EXERCISE BRIEF: Pull out every line in the data that has the string "point" in it.

%%

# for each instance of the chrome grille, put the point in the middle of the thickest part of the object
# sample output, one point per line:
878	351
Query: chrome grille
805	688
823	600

%%

EXPECTED ANSWER:
# for each instance of the chrome grille, put the point in the middle of the thickest part of the object
# sample output, one point per line:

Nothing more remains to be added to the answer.